## GOAL
Type the records out again in full, exactly.

## THE INPUT
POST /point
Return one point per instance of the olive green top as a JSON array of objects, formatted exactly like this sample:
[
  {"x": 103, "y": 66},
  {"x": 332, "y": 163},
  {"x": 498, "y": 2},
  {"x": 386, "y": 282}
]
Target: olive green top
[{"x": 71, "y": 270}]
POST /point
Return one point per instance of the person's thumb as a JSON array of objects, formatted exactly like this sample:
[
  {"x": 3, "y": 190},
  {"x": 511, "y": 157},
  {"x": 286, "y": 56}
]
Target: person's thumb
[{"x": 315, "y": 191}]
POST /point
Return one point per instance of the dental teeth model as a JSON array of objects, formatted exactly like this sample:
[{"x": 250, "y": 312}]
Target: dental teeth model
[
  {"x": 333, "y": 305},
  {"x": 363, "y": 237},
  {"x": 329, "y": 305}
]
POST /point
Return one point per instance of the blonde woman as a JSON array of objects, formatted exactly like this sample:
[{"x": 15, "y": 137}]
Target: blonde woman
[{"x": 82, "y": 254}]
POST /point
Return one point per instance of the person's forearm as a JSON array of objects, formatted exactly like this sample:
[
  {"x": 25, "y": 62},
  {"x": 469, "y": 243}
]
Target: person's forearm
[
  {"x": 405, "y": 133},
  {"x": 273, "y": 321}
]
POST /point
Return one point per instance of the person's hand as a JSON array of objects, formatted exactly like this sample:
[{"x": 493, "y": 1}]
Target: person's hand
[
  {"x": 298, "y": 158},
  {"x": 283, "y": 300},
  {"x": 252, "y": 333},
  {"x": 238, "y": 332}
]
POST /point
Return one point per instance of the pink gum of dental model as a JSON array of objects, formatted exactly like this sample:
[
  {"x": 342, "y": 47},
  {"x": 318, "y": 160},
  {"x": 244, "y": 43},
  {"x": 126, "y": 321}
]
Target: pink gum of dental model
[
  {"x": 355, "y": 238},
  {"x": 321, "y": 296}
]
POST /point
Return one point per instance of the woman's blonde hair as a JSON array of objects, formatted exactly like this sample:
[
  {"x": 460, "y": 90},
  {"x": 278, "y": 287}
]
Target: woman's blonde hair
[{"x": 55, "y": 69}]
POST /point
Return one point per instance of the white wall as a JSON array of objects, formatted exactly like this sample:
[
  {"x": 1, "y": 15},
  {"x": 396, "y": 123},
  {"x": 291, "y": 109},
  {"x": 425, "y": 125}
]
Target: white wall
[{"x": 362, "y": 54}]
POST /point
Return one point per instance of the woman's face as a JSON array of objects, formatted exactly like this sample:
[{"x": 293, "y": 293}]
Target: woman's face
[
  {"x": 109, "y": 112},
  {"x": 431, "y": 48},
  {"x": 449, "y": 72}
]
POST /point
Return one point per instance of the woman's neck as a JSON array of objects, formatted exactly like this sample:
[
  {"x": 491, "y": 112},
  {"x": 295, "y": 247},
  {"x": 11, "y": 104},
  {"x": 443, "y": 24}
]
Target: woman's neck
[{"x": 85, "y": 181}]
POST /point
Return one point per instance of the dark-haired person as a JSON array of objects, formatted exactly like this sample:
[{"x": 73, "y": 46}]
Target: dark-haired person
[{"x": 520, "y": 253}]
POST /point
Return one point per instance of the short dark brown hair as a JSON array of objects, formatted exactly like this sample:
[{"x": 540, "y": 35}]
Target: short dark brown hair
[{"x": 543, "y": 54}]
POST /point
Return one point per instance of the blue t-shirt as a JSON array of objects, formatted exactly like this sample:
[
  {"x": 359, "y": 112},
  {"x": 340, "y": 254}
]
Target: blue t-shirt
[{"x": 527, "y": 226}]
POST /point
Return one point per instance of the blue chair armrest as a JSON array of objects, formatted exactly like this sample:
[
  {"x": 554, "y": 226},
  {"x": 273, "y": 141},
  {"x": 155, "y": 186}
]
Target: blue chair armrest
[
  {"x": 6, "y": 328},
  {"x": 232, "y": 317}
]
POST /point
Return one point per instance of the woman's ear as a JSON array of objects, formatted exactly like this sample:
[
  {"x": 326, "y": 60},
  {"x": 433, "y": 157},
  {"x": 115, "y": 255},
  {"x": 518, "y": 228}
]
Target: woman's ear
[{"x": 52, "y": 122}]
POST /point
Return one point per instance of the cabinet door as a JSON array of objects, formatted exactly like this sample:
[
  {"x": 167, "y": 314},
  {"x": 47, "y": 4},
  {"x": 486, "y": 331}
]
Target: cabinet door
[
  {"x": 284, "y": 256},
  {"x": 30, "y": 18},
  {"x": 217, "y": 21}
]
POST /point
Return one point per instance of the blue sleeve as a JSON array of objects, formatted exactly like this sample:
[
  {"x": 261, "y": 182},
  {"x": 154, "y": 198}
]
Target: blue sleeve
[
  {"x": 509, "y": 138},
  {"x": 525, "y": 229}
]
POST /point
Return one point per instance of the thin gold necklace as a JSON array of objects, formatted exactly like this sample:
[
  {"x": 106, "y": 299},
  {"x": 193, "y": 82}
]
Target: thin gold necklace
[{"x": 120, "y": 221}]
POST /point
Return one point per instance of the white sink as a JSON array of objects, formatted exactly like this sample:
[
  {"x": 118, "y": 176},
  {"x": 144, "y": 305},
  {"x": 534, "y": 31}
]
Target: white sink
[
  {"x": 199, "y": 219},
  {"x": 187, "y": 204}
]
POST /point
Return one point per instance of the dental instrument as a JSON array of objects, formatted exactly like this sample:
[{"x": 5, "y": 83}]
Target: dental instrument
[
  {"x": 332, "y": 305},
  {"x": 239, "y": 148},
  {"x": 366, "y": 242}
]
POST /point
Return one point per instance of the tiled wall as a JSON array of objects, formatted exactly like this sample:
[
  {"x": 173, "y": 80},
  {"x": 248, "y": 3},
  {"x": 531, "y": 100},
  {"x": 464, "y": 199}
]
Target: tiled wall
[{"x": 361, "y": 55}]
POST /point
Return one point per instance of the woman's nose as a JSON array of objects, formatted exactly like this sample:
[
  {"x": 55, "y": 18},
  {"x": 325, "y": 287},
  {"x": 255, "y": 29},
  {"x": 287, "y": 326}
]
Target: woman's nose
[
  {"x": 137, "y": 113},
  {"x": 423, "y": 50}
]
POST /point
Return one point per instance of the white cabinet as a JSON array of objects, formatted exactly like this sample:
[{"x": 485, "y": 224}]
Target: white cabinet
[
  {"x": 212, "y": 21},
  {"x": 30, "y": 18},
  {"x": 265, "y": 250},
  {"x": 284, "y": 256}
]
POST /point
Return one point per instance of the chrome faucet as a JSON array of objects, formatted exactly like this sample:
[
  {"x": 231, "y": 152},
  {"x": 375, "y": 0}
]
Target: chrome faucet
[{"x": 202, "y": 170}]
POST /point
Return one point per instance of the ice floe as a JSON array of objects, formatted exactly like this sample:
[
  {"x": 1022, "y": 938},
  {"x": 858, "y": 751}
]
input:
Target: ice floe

## TASK RESULT
POST /point
Return one point per instance of the olive green top as a JSON array of objects, formatted exactly like this sample:
[
  {"x": 103, "y": 66},
  {"x": 332, "y": 163},
  {"x": 498, "y": 2},
  {"x": 386, "y": 282}
]
Target: olive green top
[{"x": 71, "y": 270}]
POST /point
Return one point per instance of the person's thumb as a JSON array of objects, formatted exactly like this sample:
[
  {"x": 3, "y": 190},
  {"x": 511, "y": 157},
  {"x": 286, "y": 56}
]
Target: person's thumb
[{"x": 315, "y": 191}]
POST /point
Return one point per instance of the dental teeth model as a JSON array of objects, formatted exactly like this sample:
[{"x": 250, "y": 312}]
Target: dental teeth model
[
  {"x": 333, "y": 305},
  {"x": 363, "y": 237},
  {"x": 329, "y": 305}
]
POST /point
Return one point per instance of the blonde woman as a JSON array of objects, formatted exactly like this sample:
[{"x": 15, "y": 137}]
Target: blonde woman
[{"x": 82, "y": 254}]
POST /point
Return one point per instance of the person's forearm as a JSON array of objects, formatted exactly like this sample:
[
  {"x": 25, "y": 62},
  {"x": 469, "y": 243}
]
Target: person's forearm
[
  {"x": 405, "y": 133},
  {"x": 273, "y": 321}
]
POST /point
Return one point per instance of the person's hand as a JSON array of objects, formatted exactly like this sample:
[{"x": 493, "y": 1}]
Target: person's hand
[
  {"x": 298, "y": 158},
  {"x": 283, "y": 300},
  {"x": 252, "y": 333},
  {"x": 238, "y": 332}
]
POST /point
Return one point per instance of the pink gum of dental model as a JSON array of objects, formatted exactly like this sample:
[
  {"x": 342, "y": 47},
  {"x": 318, "y": 160},
  {"x": 244, "y": 43},
  {"x": 126, "y": 321}
]
Target: pink gum of dental model
[
  {"x": 355, "y": 238},
  {"x": 321, "y": 296}
]
POST /point
Return one point per instance of the woman's blonde hair as a JSON array of objects, formatted exactly like this sample:
[
  {"x": 460, "y": 90},
  {"x": 278, "y": 287}
]
Target: woman's blonde hair
[{"x": 55, "y": 69}]
POST /point
Return one point per instance of the white wall as a JSON array of objects, formatted exactly like this sample:
[
  {"x": 1, "y": 15},
  {"x": 396, "y": 123},
  {"x": 291, "y": 109},
  {"x": 425, "y": 125}
]
Target: white wall
[{"x": 362, "y": 54}]
POST /point
Return one point per instance of the woman's face as a JSON array of objects, formatted exactly like this sample:
[{"x": 293, "y": 293}]
Target: woman's face
[
  {"x": 109, "y": 112},
  {"x": 431, "y": 48},
  {"x": 449, "y": 72}
]
POST /point
Return one point per instance of the woman's neck as a JSON array of objects, formatted exactly like this sample:
[
  {"x": 491, "y": 112},
  {"x": 295, "y": 247},
  {"x": 11, "y": 104},
  {"x": 443, "y": 24}
]
Target: woman's neck
[{"x": 85, "y": 181}]
POST /point
Return one point per instance of the dark-haired person as a JSON array of objects, formatted exactly like this sample:
[{"x": 73, "y": 46}]
Target: dark-haired person
[{"x": 520, "y": 253}]
POST /point
Return one point per instance of the short dark brown hair as a JSON array of objects, formatted exactly like this sample:
[{"x": 540, "y": 35}]
Target: short dark brown hair
[{"x": 543, "y": 54}]
POST /point
Return one point per instance of the blue t-shirt as a JSON array of objects, formatted exactly like this sample:
[
  {"x": 359, "y": 112},
  {"x": 340, "y": 254}
]
Target: blue t-shirt
[{"x": 527, "y": 226}]
POST /point
Return one point per instance of the blue chair armrest as a JSON array of objects, formatted exactly like this sample:
[
  {"x": 554, "y": 226},
  {"x": 273, "y": 141},
  {"x": 155, "y": 186}
]
Target: blue chair armrest
[
  {"x": 6, "y": 328},
  {"x": 232, "y": 317}
]
POST /point
Return one point per instance of the woman's ear as a JSON array of objects, formatted exactly like this sample:
[
  {"x": 326, "y": 60},
  {"x": 433, "y": 157},
  {"x": 115, "y": 255},
  {"x": 518, "y": 228}
]
Target: woman's ear
[{"x": 52, "y": 122}]
POST /point
Return one point per instance of the cabinet door as a JSON array of objects, formatted exactly like this sample:
[
  {"x": 167, "y": 314},
  {"x": 47, "y": 4},
  {"x": 486, "y": 331}
]
Target: cabinet door
[
  {"x": 284, "y": 256},
  {"x": 30, "y": 18},
  {"x": 217, "y": 21}
]
POST /point
Return one point per instance of the blue sleeve as a JSON array of objects, formatted exactly like this sample:
[
  {"x": 261, "y": 182},
  {"x": 154, "y": 198}
]
Target: blue sleeve
[
  {"x": 509, "y": 138},
  {"x": 525, "y": 229}
]
POST /point
Return one point per instance of the thin gold necklace as a JSON array of objects, formatted exactly like this sample:
[
  {"x": 106, "y": 299},
  {"x": 193, "y": 82}
]
Target: thin gold necklace
[{"x": 120, "y": 221}]
POST /point
Return one point per instance of the white sink as a JSON array of objects, formatted exactly like this sample:
[
  {"x": 118, "y": 176},
  {"x": 144, "y": 305},
  {"x": 534, "y": 31}
]
Target: white sink
[
  {"x": 199, "y": 219},
  {"x": 187, "y": 204}
]
POST /point
Return one point per instance of the dental instrument as a JSON array of objects, formatted exactly like this sample:
[{"x": 5, "y": 83}]
Target: dental instrument
[
  {"x": 332, "y": 305},
  {"x": 239, "y": 148},
  {"x": 366, "y": 242}
]
POST /point
Return one point per instance of the tiled wall as a JSON array of objects, formatted exactly like this sample:
[
  {"x": 173, "y": 80},
  {"x": 248, "y": 3},
  {"x": 531, "y": 100},
  {"x": 464, "y": 199}
]
Target: tiled wall
[{"x": 361, "y": 55}]
POST /point
Return one point per instance of the woman's nose as a JSON array of objects, formatted exactly like this sample:
[
  {"x": 55, "y": 18},
  {"x": 325, "y": 287},
  {"x": 255, "y": 29},
  {"x": 287, "y": 326}
]
Target: woman's nose
[
  {"x": 137, "y": 113},
  {"x": 423, "y": 50}
]
POST /point
Return one point per instance of the white cabinet as a JSON array of objects, formatted exactly like this sample:
[{"x": 485, "y": 224}]
Target: white cabinet
[
  {"x": 212, "y": 21},
  {"x": 30, "y": 18},
  {"x": 265, "y": 250},
  {"x": 284, "y": 256}
]
POST /point
Return one point per instance of the chrome faucet as a JSON array of objects, formatted exactly like this sample:
[
  {"x": 231, "y": 152},
  {"x": 375, "y": 0}
]
Target: chrome faucet
[{"x": 202, "y": 170}]
POST /point
Return one point per instance of the ice floe as a JSON array of objects, formatted exactly like this sample:
[
  {"x": 1022, "y": 938},
  {"x": 858, "y": 751}
]
input:
Target: ice floe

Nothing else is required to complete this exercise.